- Work instructions
Scan the entries below and count the lines holding the string "Format". Supply only the number.

- Records for the exercise
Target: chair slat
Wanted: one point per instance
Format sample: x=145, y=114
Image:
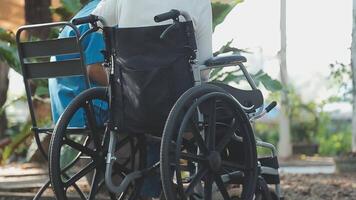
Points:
x=53, y=69
x=47, y=48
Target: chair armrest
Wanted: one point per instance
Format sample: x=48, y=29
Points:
x=225, y=60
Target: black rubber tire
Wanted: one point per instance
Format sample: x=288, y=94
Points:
x=98, y=162
x=171, y=128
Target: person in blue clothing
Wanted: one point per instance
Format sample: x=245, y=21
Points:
x=63, y=90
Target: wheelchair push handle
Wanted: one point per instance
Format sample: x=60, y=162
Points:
x=84, y=20
x=173, y=14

- Your response
5